→ **SUPPLIED ENTRIES**:
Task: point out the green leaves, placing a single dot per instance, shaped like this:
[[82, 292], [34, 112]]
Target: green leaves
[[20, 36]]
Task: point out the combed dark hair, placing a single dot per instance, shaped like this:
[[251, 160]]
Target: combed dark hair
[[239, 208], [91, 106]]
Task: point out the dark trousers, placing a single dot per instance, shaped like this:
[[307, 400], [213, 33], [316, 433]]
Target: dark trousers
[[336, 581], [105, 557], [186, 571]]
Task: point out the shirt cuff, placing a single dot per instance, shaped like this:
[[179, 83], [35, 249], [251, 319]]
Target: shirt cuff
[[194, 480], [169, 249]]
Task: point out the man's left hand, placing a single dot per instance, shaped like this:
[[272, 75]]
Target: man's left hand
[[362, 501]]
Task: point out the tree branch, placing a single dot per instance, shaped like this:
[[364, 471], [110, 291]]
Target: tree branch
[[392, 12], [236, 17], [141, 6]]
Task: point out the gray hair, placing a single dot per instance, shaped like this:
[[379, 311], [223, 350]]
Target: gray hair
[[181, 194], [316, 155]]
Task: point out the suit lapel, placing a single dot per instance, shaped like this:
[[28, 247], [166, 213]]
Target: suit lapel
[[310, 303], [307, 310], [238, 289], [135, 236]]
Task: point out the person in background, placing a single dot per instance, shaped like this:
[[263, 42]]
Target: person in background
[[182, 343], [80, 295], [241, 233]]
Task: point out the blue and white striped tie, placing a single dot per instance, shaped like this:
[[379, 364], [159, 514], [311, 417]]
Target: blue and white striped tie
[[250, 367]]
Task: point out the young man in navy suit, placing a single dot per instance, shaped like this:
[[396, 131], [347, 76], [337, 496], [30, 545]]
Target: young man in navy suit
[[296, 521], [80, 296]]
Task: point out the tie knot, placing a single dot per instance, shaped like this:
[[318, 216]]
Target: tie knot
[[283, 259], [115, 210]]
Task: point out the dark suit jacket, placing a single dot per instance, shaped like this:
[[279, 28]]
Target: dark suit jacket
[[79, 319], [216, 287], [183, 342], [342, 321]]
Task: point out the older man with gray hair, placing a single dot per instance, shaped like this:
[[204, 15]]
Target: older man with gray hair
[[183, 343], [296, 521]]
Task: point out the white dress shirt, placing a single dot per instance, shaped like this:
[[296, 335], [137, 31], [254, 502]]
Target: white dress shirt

→ **WRITTEN REQUEST**: Set out exactly the run of lines that begins at the line holding "Task: point out the young" and ends at the last line of the data.

→ **EXERCISE SOLUTION**:
Task: point out the young man in navy suit, placing a single dot per instance, shaped like this:
[[396, 131], [347, 76], [337, 496], [30, 545]]
Target: young man in navy suit
[[296, 521], [80, 296]]
Task: point out the tie knot, placing a single dot per instance, shaped like this:
[[318, 216]]
Target: tie knot
[[283, 259], [115, 210]]
Task: point out the dark suit jacket, placing a single dot per instance, shaped like this:
[[279, 28]]
Target: dark suit jacket
[[79, 319], [216, 287], [183, 342], [342, 321]]
Task: point out the older man with gray hair, placing a single dot per instance, shaped like this:
[[204, 15]]
Target: older man with gray hair
[[183, 343], [296, 521]]
Task: point out the white dress shirt, placing a single dot per instance, shaped like this:
[[296, 335], [137, 31], [254, 502]]
Target: white dress shirt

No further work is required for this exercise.